>>>>
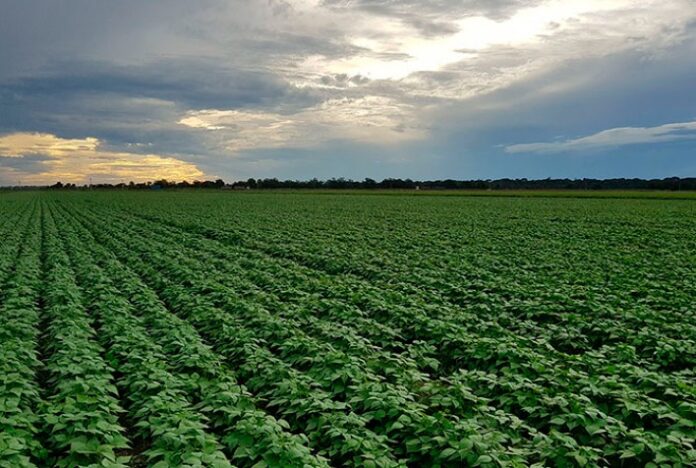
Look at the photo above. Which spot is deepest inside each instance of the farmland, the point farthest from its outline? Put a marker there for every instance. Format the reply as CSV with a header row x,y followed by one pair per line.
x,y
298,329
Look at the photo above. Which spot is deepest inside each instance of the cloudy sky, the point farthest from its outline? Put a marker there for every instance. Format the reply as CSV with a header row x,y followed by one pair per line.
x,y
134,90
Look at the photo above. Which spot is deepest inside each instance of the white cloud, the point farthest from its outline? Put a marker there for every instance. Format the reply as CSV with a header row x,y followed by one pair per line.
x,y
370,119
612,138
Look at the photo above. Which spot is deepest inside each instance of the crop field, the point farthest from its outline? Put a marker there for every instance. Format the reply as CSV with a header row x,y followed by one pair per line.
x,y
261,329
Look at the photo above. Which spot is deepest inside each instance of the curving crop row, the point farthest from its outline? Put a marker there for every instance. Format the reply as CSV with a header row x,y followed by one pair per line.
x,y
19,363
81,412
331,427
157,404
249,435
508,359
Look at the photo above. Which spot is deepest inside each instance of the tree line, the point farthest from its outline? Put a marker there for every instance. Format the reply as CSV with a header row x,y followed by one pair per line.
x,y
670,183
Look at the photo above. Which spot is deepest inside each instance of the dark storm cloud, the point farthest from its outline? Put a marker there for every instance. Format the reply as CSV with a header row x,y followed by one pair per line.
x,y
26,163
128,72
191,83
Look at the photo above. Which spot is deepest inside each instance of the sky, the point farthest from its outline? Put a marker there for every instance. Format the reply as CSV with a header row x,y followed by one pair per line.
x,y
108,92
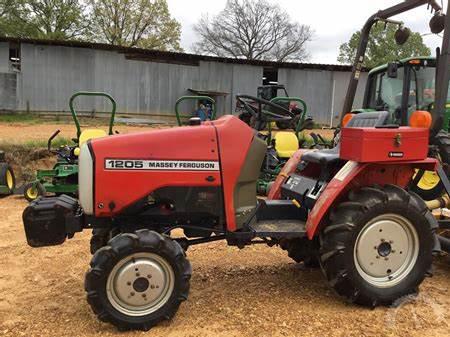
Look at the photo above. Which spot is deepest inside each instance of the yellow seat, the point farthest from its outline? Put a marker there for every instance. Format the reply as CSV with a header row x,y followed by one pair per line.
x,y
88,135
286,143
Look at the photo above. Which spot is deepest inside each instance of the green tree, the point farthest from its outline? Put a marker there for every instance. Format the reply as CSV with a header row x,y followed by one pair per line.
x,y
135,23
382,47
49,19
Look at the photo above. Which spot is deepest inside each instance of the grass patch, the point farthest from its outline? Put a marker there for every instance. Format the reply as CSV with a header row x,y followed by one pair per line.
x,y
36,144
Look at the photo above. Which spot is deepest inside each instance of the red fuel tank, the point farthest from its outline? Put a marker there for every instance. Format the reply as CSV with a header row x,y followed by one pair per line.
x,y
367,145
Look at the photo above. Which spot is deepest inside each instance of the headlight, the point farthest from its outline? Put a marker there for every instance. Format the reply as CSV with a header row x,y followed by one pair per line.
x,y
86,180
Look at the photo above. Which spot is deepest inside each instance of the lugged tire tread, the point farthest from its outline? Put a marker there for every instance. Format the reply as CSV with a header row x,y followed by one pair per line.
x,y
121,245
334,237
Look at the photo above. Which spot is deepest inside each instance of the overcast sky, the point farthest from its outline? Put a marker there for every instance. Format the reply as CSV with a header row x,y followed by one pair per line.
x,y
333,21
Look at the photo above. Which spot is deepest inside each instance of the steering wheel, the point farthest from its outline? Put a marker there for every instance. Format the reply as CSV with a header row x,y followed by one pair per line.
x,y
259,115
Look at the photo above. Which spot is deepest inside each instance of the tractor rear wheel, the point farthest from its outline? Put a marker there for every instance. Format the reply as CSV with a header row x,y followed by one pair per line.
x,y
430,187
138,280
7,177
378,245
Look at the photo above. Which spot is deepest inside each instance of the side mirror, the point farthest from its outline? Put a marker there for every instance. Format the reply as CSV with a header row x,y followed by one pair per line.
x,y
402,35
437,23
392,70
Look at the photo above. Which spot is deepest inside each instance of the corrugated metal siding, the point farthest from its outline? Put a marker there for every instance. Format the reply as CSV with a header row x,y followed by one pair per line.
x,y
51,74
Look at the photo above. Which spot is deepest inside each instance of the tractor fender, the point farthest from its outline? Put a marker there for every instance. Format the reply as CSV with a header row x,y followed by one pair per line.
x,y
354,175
<<<<
>>>>
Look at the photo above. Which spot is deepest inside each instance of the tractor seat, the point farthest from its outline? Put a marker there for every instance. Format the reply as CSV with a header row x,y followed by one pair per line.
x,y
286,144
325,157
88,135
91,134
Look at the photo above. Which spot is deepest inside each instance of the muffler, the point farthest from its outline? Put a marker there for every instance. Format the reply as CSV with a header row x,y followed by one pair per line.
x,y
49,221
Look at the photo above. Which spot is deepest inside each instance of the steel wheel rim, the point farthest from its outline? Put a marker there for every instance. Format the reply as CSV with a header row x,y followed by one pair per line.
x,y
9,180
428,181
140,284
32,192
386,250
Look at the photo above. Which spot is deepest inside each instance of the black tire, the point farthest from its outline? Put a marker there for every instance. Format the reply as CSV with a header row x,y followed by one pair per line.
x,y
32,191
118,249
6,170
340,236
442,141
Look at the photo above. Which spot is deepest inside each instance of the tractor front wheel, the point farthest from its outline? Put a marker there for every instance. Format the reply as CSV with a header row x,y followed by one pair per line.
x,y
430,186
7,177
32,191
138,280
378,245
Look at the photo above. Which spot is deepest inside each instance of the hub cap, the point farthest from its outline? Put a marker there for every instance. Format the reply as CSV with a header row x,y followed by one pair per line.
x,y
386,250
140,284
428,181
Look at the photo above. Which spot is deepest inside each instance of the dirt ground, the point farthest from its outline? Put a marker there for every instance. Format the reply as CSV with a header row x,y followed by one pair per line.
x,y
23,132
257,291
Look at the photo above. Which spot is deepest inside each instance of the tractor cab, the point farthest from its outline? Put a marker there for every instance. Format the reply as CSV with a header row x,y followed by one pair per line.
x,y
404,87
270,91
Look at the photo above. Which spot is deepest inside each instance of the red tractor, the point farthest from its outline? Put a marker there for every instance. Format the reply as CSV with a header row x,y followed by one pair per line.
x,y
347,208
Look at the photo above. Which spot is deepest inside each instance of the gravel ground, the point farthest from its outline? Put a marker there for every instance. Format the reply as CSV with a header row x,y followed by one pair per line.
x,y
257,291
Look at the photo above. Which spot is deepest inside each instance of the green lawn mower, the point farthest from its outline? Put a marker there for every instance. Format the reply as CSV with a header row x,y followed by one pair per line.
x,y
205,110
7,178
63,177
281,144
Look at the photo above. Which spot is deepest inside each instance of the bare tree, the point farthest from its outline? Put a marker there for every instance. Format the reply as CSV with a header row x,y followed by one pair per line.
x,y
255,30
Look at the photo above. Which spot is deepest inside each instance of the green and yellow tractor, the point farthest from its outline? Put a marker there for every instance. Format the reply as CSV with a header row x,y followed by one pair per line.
<<<<
Work required:
A word-for-word copy of the lines above from the one with "of the bare" through the one with "the green and", inclusive, is the only output wanted.

Answer to the exercise:
Look at the photo above. Which spot is deepest inside each instance of the bare tree, the point farthest from its outline? Put a marker there for every instance. Format the reply as CSV with a header row x,y followed by one pair per line.
x,y
255,30
Look at the photo above. Which spot is deepest inside each instance of the green and yellow tractor, the point farthest from its outline? Put a marker there for every instance. Format the reply as CSV with a header row x,y followed by one pair per line.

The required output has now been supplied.